(Data records)
-*-

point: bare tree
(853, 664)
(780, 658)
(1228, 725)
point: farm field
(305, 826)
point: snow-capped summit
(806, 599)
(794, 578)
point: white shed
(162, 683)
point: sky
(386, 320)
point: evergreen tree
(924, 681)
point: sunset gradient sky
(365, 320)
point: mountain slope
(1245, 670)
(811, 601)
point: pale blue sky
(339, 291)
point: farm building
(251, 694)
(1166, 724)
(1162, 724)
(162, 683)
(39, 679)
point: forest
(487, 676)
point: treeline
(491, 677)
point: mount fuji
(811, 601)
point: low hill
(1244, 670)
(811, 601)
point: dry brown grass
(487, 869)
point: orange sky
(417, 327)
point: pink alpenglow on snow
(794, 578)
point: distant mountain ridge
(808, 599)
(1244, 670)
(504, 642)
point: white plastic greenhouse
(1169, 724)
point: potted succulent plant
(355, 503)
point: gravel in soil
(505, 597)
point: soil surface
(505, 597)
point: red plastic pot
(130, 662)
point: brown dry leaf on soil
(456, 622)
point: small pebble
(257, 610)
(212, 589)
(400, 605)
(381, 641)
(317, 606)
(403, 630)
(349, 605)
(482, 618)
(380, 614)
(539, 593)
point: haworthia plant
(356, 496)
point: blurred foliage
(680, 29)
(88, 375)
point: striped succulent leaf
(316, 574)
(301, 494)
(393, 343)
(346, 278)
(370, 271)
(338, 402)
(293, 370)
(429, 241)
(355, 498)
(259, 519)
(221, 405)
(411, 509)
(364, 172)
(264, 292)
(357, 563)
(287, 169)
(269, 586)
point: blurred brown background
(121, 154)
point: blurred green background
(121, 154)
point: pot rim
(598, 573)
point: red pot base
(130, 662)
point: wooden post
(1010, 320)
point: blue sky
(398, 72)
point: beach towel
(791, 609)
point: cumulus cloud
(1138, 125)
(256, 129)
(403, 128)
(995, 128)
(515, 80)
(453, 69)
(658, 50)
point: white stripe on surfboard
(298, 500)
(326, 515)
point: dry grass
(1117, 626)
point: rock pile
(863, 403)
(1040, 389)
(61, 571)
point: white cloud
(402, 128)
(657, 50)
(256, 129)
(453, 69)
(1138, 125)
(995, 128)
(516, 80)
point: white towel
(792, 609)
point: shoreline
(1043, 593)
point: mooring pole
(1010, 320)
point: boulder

-*-

Using the records above as the source, restate each line verbatim.

• _Exercise solution_:
point: bare tree
(853, 664)
(780, 658)
(1228, 725)
point: farm field
(305, 826)
point: snow-capped summit
(806, 599)
(794, 578)
point: white shed
(162, 683)
point: sky
(386, 320)
point: evergreen tree
(924, 681)
point: sunset gradient sky
(365, 320)
point: mountain slope
(1245, 670)
(811, 601)
point: pale blue sky
(339, 291)
point: farm building
(251, 694)
(1166, 724)
(1162, 724)
(162, 683)
(39, 679)
point: forest
(487, 676)
point: treeline
(491, 677)
point: mount fuji
(811, 601)
point: low hill
(1244, 670)
(811, 601)
point: dry brown grass
(487, 869)
point: orange sky
(417, 327)
point: pink alpenglow on snow
(794, 578)
point: distant mountain ridge
(808, 599)
(1244, 670)
(504, 642)
point: white plastic greenhouse
(1169, 724)
point: potted succulent plant
(355, 503)
point: gravel in soil
(505, 597)
point: soil surface
(505, 597)
point: red plastic pot
(130, 662)
point: brown dry leaf on soil
(456, 622)
point: small pebble
(257, 610)
(212, 589)
(400, 605)
(381, 641)
(317, 606)
(403, 630)
(349, 605)
(482, 618)
(380, 614)
(539, 593)
point: haworthia plant
(356, 496)
point: blurred foliage
(680, 29)
(88, 375)
point: striped succulent leaf
(316, 574)
(301, 494)
(393, 343)
(346, 278)
(370, 271)
(338, 402)
(293, 370)
(429, 241)
(355, 498)
(259, 519)
(221, 405)
(411, 509)
(364, 172)
(264, 292)
(357, 563)
(287, 169)
(269, 586)
point: blurred brown background
(121, 154)
point: blurred green background
(121, 154)
point: pot rim
(598, 573)
point: red pot base
(130, 662)
point: wooden post
(1010, 320)
point: blue sky
(398, 72)
point: beach towel
(791, 609)
point: cumulus cloud
(1138, 125)
(256, 129)
(403, 128)
(995, 128)
(515, 80)
(453, 69)
(658, 50)
point: white stripe on surfboard
(298, 500)
(326, 515)
point: dry grass
(1117, 626)
point: rock pile
(863, 403)
(1040, 389)
(61, 571)
point: white cloud
(402, 128)
(657, 50)
(256, 129)
(453, 69)
(1138, 125)
(995, 128)
(516, 80)
point: white towel
(792, 609)
point: shoreline
(1043, 593)
point: mooring pole
(1010, 320)
point: boulder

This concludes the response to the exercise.